Given task:
Pull out every line of the entries below that contains the word "lamp", treating uppercase and lowercase letters as different.

##### Data shown

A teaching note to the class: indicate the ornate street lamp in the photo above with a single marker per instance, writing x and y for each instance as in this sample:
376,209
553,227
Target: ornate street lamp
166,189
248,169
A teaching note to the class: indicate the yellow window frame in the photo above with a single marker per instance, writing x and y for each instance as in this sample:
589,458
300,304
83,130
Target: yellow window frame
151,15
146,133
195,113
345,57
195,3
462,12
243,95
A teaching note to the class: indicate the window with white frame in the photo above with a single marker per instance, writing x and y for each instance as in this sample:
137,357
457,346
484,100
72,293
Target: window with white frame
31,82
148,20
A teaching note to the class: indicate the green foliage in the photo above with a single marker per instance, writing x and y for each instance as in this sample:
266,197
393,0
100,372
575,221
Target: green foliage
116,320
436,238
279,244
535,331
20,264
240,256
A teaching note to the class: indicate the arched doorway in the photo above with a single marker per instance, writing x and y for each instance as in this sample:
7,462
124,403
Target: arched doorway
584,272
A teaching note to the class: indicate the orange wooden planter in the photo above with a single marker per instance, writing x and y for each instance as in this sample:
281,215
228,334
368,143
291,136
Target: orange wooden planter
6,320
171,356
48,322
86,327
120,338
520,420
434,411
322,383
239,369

##########
##### Data shown

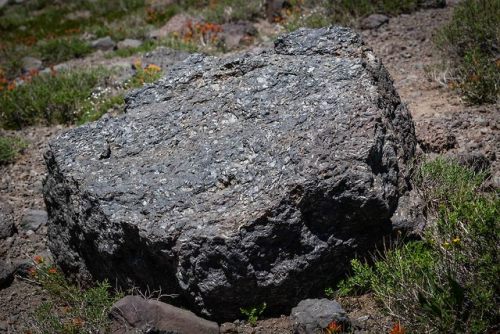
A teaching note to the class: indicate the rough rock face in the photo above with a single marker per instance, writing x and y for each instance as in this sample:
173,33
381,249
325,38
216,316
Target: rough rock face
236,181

##########

Answer to the task:
A teaching note to the class: indicate the ornate street lamp in the photo above with a single marker per instance, writing x and y for each instance as in this sample:
Target: ornate street lamp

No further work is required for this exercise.